### Provided information
========================================

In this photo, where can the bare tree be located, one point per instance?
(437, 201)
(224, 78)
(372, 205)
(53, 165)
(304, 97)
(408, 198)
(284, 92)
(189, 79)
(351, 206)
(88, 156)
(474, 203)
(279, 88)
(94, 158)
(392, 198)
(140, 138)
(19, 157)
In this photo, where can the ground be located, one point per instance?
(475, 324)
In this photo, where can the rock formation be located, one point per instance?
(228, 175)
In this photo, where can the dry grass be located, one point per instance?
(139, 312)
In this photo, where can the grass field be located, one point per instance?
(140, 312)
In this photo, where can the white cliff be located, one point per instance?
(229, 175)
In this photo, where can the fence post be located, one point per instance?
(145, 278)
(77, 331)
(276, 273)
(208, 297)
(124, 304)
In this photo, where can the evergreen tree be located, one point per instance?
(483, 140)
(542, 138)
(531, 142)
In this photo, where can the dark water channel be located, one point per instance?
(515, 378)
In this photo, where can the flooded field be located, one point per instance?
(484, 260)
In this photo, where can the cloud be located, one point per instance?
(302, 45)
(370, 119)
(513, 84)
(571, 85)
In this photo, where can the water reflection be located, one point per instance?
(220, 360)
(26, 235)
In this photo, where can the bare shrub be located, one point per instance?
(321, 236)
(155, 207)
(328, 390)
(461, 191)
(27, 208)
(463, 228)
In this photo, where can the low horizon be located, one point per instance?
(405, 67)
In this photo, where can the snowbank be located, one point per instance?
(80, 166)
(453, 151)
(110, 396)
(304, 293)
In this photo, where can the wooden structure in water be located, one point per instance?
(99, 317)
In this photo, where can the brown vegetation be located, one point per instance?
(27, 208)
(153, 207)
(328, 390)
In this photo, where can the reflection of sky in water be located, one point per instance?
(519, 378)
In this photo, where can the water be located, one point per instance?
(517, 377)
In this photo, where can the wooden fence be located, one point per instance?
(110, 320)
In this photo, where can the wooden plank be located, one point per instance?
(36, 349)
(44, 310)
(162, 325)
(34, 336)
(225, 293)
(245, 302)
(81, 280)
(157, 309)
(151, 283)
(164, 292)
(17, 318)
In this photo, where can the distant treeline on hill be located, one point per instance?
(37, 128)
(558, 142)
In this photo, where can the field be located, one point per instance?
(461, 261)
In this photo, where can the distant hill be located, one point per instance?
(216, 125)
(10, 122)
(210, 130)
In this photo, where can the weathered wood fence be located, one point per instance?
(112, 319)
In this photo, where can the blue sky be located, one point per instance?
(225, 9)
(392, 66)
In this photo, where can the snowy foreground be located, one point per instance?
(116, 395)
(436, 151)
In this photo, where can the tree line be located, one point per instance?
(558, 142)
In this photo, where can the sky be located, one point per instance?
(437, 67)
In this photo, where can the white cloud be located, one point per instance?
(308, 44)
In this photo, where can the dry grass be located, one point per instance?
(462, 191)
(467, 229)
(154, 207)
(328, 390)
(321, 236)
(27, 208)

========================================

### Given exercise
Reproduce all of the records above word for word, in the same order, with nothing added or left out.

### Solution for this task
In this photo, where can the bare tree be located, one point per instance?
(437, 201)
(224, 78)
(372, 205)
(53, 165)
(304, 97)
(408, 198)
(284, 92)
(189, 79)
(351, 206)
(88, 156)
(474, 203)
(279, 88)
(94, 158)
(392, 198)
(140, 138)
(19, 157)
In this photo, where can the ground be located, one point per instance?
(475, 324)
In this photo, where can the rock formation be located, one point per instance?
(228, 175)
In this photo, where can the dry grass be located, one point per instance?
(139, 312)
In this photo, where can the grass field be located, one point per instance?
(140, 312)
In this photo, where can the white cliff be located, one point per instance?
(229, 175)
In this photo, where can the fence post be located, one point per instance?
(145, 278)
(77, 331)
(276, 273)
(208, 297)
(124, 304)
In this photo, where can the evergreen tree be located, one point per instance?
(483, 140)
(542, 138)
(531, 142)
In this photo, where can the dark water channel be located, one point per instance?
(515, 378)
In this photo, where can the flooded field be located, one point per instance?
(484, 260)
In this photo, where can the cloud be located, one point per instance?
(302, 45)
(370, 119)
(513, 84)
(571, 85)
In this photo, where can the water reflection be located, one point per instance?
(220, 360)
(26, 235)
In this photo, where can the bare shrub be located, one point per instance?
(321, 236)
(155, 207)
(328, 390)
(461, 191)
(27, 208)
(463, 228)
In this photo, where can the low horizon be located, one point per instance?
(405, 67)
In this photo, where can the snowbank be located, one point per instance?
(80, 166)
(453, 151)
(110, 396)
(304, 293)
In this photo, where can the wooden structure in water be located, one point per instance?
(99, 317)
In this photo, where can the brown vegetation be located, one point per instance?
(27, 208)
(153, 207)
(328, 390)
In this photo, where can the reflection of sky in water be located, one point per instance?
(519, 378)
In this photo, where can the water be located, one point per instance?
(517, 377)
In this photo, where can the wooden fence be located, one point per instance?
(110, 320)
In this photo, where can the wooden plank be located, one point per instance?
(36, 349)
(44, 310)
(162, 325)
(34, 336)
(225, 293)
(245, 302)
(81, 280)
(157, 309)
(151, 283)
(164, 292)
(17, 318)
In this photo, where can the distant treeline on hill be located, one point per instance?
(37, 128)
(558, 142)
In this photo, where can the field be located, one point per instance?
(461, 261)
In this photo, where can the distant hill be located, one point per instance?
(216, 125)
(10, 122)
(210, 130)
In this photo, where can the weathered wood fence be located, one point per instance?
(112, 319)
In this photo, where can the blue sky be located, one point per instance?
(225, 9)
(392, 66)
In this photo, where can the snowy foreground be located, one point per instance?
(116, 395)
(436, 151)
In this photo, where can the tree line be located, one point per instance?
(558, 142)
In this photo, where can the sky be located, one point per instance?
(437, 67)
In this photo, where can the white cloud be located, one point per instance?
(308, 44)
In this photo, where can the dry grass be located, one point per instance?
(462, 191)
(467, 229)
(154, 207)
(328, 390)
(321, 236)
(27, 208)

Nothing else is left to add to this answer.